### WORK REQUIRED
Please give back each line below unchanged; none of the pictures should appear.

BEGIN AVAILABLE RECORDS

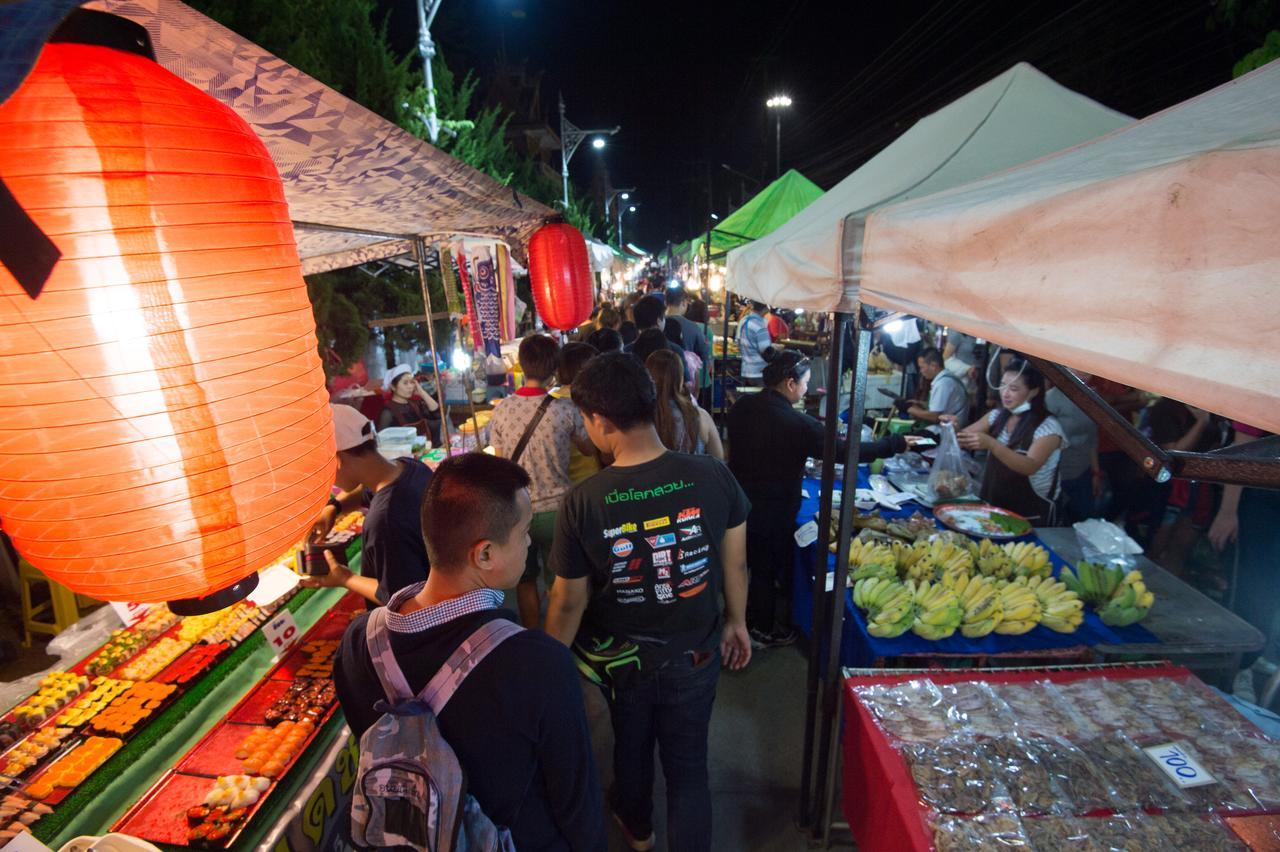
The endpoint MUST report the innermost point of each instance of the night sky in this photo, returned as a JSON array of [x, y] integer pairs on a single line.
[[688, 79]]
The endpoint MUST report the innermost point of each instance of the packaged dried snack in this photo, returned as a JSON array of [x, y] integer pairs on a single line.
[[974, 709], [1059, 834], [1020, 772], [1224, 795], [952, 778], [1136, 782], [986, 833], [1037, 708], [1088, 699], [1191, 832], [909, 711], [1083, 787], [1124, 833]]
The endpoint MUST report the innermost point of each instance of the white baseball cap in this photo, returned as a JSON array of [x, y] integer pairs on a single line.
[[351, 429], [393, 374]]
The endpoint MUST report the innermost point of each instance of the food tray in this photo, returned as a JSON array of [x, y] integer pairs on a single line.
[[160, 816], [982, 520]]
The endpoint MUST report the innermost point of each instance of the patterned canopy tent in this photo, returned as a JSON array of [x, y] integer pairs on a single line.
[[357, 184]]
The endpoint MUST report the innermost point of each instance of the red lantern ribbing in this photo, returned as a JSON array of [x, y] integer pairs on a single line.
[[560, 275], [164, 429]]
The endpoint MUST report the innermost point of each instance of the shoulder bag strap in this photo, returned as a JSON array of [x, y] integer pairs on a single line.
[[464, 660], [533, 425], [378, 637]]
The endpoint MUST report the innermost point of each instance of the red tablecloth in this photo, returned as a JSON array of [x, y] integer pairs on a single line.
[[878, 796]]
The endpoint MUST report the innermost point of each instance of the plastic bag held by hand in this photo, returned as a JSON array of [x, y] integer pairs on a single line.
[[949, 479]]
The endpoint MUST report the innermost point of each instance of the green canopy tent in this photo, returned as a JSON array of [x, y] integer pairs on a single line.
[[767, 211]]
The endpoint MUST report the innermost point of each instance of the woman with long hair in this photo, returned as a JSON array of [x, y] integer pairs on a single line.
[[1024, 444], [682, 426]]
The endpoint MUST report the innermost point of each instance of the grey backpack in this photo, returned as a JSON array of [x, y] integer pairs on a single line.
[[410, 789]]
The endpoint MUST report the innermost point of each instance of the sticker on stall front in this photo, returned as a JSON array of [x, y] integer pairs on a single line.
[[131, 613], [280, 632], [1179, 765]]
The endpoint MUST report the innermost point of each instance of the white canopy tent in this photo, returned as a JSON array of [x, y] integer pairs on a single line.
[[1150, 256], [1018, 117]]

END AVAILABLE RECORDS

### YOUR RESPONSE
The endpoint MUST report the innermost point of each instance of the night sky in this photo, returned as a JSON array of [x, y] integer pairs on a single line.
[[688, 79]]
The endpoint MUST report the innermost point of each instance of the packaged dried snack in this photo, returned as a JSON array of [x, y] integer pairs on a single line.
[[974, 709], [1059, 834], [1020, 772], [1224, 795], [952, 778], [1136, 782], [986, 833], [1037, 708], [1088, 699], [1191, 832], [909, 711], [1083, 787], [1124, 833]]
The endpoint MUST report the innermost point of each instance of the white baseball cap in this photo, returned as a JSON array of [x, y] integer pairs on a single line.
[[351, 429], [393, 374]]
The endpoint MUST report the innermost point of each instance of the food tray in this photo, returned as a JSON array of [x, y] integer pairs on a single line.
[[160, 816], [982, 520]]
The endpoint MUST report the innermost point of each instance of the patterned canopy tent in this photo, returned as a JSON array of [x, y] integer pairs on a single line.
[[357, 184]]
The endpoint MUST report the innermost point of each instance of the red lantern ribbing in this photo, returned as a JSON array of [x, y] integer pairs on a single line.
[[560, 275], [164, 429]]
The endpoint MUST report the innermost point of each instance of the shoulder bag strap in this photo, returned as a JSON array of [x, y] integer pairs on a single line.
[[464, 660], [533, 425], [378, 637]]
The endpoint MUST report the innermost point of each instance of the red tablecloth in this photo, returned as a JSON array of [x, y] integer pairs on a single line.
[[878, 796]]
The endpoint MUST report the innermost point of each instance of the plastic bag held by hand in this photo, returned as a JSON array of [x, y] integer pairs on a single line.
[[949, 479]]
The endpoint MUST report the innermost point of each instance of the green canopy tent in this photo, returned as a JSON array of [x, y] integer pairs on a single line.
[[767, 211]]
The endpoint MUST report the innermost point of each instance of the woman with long hair in this photo, returned as a JSON array of [x, y] integer pairs on a single line.
[[1024, 444], [682, 426]]
The endpoint MUST report the innermost point of each instance of the grey backpack in this photo, returned as a JSON array of [x, y] integer pairs on a single line.
[[410, 789]]
The endpoint MUST report the innermost point of each instance of the sticker on stall front in this photo, returned as a JSON array of [x, y] integer pairs on a single line.
[[131, 613], [280, 632], [1179, 765]]
The endpoint MUST report the innermost point of each instance of the white canopy tent in this photo, returned as a JSON array of [x, y] integer pairs on a single line.
[[1150, 256], [1018, 117]]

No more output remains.